- [Problems]
a) Using the Vudu review, mark each statement yes or no and quote the words of the review that decide it: (i) The $399 box includes the price of movies. (ii) Peapod delivers groceries directly to homes. (iii) Movie tickets are bought in advance through Zipcar.
b) In the Vudu review, what is the highest fee for buying a movie?
c) Write the next part of the Vudu review, starting after its last sentence.
───── Text ─────
Downloadable Movies in a Box: Where’s the Magic?
We Test Convenience of Vudu System and Find Flaws
With help from the Web and a little extra cash, almost everything becomes more convenient. Groceries are delivered directly to homes using services like Peapod, rental cars are available in easier-to-reach locations using Zipcar and movie tickets are bought in advance through Fandango.
But how much is too much when it comes to shelling out a little more for convenience, and are you really getting what you pay for? This week, I tested what could be thought of as the ultimate convenience: a box that plugs into your television and Internet connection, letting you download movies whenever you want to watch them. The box costs $399 and doesn’t include the price of movies, which must be rented or purchased for fees as high as $4 or $20 each, respectively.
───── Excerpted data ─────
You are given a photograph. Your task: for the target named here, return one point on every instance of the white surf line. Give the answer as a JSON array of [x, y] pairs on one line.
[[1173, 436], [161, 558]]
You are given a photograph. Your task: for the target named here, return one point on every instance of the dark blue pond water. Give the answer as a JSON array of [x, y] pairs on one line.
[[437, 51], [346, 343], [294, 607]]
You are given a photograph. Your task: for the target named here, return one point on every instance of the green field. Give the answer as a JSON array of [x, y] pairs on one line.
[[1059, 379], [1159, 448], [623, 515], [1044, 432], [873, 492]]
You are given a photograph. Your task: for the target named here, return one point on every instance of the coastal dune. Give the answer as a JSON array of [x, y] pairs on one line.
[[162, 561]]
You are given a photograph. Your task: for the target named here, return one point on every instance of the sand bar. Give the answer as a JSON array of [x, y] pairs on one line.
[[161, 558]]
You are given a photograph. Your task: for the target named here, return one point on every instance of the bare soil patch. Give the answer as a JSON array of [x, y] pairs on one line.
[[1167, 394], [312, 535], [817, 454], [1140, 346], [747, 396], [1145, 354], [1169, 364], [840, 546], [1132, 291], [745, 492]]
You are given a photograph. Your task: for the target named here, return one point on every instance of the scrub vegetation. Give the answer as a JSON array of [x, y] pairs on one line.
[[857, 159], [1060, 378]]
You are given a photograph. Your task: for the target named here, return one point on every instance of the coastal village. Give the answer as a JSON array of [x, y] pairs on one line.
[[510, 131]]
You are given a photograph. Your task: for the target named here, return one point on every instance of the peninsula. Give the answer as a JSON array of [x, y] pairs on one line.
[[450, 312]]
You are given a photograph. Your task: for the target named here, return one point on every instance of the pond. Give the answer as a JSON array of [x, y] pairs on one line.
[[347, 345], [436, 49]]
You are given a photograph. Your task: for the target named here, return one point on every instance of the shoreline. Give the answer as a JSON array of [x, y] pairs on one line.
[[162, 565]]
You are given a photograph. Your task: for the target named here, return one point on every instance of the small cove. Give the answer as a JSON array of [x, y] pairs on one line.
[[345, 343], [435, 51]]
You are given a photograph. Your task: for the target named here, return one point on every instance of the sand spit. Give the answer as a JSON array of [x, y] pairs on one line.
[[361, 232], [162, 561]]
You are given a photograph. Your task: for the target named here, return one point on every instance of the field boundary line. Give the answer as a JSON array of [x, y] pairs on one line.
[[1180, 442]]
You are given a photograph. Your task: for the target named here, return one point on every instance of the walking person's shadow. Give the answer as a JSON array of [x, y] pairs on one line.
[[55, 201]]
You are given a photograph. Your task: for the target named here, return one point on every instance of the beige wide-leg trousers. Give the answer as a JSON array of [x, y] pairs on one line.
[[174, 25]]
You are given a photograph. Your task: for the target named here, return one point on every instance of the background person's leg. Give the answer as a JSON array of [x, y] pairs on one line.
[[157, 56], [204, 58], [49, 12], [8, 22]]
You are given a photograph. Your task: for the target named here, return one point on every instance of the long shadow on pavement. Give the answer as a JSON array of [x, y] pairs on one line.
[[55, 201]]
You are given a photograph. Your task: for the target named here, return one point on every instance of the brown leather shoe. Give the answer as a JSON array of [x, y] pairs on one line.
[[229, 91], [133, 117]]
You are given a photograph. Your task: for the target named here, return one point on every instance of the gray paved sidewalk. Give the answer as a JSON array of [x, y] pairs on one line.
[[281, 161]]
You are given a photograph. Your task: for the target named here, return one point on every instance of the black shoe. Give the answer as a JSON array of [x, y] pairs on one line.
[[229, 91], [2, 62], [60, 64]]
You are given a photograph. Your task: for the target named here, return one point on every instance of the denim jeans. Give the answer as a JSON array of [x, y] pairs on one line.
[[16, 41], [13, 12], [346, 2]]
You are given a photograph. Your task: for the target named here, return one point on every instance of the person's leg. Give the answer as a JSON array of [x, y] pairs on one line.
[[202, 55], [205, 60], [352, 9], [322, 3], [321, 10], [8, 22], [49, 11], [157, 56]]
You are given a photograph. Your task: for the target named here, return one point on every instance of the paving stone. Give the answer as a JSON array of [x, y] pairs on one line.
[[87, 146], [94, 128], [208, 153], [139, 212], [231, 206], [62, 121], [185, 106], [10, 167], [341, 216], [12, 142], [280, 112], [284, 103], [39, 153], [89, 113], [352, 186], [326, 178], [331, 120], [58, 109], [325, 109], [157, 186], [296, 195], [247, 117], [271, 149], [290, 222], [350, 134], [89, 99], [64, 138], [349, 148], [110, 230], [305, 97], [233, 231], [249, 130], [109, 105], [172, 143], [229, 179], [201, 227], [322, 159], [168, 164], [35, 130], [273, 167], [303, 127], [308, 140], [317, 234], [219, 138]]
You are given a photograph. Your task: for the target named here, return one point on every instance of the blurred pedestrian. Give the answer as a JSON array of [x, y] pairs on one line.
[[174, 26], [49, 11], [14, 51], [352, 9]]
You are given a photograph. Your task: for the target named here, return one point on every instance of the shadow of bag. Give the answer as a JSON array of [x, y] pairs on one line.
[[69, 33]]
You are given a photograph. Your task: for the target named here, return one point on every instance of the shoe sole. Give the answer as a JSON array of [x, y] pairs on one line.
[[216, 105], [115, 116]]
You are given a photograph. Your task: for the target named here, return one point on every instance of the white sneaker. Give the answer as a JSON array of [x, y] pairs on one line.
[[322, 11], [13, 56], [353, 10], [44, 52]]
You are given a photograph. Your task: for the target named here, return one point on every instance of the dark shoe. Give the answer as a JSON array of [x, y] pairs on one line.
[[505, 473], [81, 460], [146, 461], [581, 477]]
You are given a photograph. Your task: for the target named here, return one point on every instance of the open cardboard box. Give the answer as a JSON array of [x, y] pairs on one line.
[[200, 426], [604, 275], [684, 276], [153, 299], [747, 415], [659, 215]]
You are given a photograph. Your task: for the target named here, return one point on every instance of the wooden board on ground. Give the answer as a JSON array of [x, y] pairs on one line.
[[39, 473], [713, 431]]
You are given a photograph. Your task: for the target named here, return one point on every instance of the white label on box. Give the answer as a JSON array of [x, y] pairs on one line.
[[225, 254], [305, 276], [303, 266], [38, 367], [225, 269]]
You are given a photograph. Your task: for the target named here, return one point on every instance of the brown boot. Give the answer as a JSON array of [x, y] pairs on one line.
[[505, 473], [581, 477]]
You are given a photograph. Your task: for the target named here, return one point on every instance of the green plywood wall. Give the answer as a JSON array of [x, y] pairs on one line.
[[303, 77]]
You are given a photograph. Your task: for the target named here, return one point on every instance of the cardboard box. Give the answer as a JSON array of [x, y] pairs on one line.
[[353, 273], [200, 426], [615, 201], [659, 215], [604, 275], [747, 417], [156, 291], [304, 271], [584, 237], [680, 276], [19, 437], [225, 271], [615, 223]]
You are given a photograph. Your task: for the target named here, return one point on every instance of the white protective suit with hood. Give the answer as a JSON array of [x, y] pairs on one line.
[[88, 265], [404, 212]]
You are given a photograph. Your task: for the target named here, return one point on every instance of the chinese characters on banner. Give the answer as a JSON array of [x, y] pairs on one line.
─────
- [Answers for the tasks]
a)
(i) No: "doesn’t include the price of movies"
(ii) Yes: "Groceries are delivered directly to homes using services like Peapod"
(iii) No: "movie tickets are bought in advance through Fandango"

b) $20.

c)
This box, called Vudu, comes from a Silicon Valley company of the same name (www.vudu.com). Vudu’s biggest strengths are its easy setup, good picture quality and simple user interface, easily navigated using a scroll-wheel remote control.

Vudu costs $399 plus prices to rent or own each movie title.
If the director yelled “Cut!” right here, Vudu would be a box-office smash. But actually using this device is just one problem after another. For starters, though Vudu says it has relationships with the major Hollywood studios, many of the 5,000 titles it offers don’t seem to be popular by mainstream standards. Lots of them are old or obscure. For instance, you won’t find any of the “Pirates of the Caribbean” movies, but how about a 1984 sci-fi/fantasy movie called “The Ice Pirates,” instead?
If you do find a movie that you’d like to watch, you must have a bandwidth speed of at least two megabits per second to download it instantly; millions of broadband homes have slower connections than that. Vudu offers to measure your bandwidth on its home page before you buy it. I tested Vudu for a week on a typical home-type DSL line, and my connection only clocks about 1.5 Mbps, so it took me about 45 minutes to download each movie.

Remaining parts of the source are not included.